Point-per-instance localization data
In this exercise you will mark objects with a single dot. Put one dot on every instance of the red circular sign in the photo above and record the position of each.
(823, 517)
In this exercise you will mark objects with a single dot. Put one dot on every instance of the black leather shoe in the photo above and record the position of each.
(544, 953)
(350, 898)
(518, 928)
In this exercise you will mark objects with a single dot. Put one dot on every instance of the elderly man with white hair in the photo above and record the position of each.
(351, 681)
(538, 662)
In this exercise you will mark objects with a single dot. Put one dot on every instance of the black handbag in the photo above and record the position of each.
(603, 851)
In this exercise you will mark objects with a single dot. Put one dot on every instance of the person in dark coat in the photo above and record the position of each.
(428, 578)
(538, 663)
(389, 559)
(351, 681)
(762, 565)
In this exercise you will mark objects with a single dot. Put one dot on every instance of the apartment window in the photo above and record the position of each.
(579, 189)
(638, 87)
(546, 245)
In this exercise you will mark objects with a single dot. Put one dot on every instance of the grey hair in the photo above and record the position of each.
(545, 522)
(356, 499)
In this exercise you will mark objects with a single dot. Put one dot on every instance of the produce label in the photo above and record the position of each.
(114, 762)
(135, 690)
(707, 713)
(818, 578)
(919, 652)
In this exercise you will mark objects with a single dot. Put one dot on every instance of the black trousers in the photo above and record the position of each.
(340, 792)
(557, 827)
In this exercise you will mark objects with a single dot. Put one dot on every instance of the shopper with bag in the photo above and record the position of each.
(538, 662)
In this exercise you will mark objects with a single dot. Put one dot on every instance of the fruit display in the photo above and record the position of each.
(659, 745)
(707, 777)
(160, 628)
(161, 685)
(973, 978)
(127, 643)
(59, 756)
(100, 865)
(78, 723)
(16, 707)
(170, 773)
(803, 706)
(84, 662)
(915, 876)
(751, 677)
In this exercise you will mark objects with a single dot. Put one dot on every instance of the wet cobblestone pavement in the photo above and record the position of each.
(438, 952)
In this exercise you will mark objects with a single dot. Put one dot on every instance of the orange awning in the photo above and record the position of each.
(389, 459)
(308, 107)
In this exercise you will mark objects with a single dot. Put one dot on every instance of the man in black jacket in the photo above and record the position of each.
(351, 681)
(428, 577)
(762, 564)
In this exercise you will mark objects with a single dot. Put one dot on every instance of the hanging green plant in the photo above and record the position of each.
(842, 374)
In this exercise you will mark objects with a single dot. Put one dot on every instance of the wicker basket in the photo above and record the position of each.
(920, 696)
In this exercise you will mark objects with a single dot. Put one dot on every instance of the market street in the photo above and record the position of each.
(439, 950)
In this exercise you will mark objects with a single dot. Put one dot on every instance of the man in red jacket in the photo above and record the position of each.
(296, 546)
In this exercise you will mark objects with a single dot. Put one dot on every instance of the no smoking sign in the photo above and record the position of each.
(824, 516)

▸ Try it: Only the lines from the one containing "man in black" through the last line of the records are to be set down, exactly as they appear.

▸ Exercise output:
In this exercise you will mark objects with a single dot. Put one dot on every instance of the man in black jacket in the photo above and record the position of each.
(351, 681)
(428, 577)
(762, 564)
In this exercise you will mark objects with a single dot. Put one dot on every instance of the hanging green plant in the photo above and record the position of each.
(842, 374)
In this exercise you will mark objects with a single dot. Put one dot on every instance of the wicker basket in the photo above and record the position of each.
(920, 696)
In this exercise you will mark objects with a single dot. Put one dot on every instance of the market street in the photo above and record the position of each.
(439, 950)
In this exercise you will mark objects with a single dot. Put one dot on every instance of the man in red jacket in the photo above and record the position of each.
(296, 546)
In this exercise you will mark objects with a single dot. Put one dot on every instance of the no smoking sign in the photo above and record the position of each.
(824, 516)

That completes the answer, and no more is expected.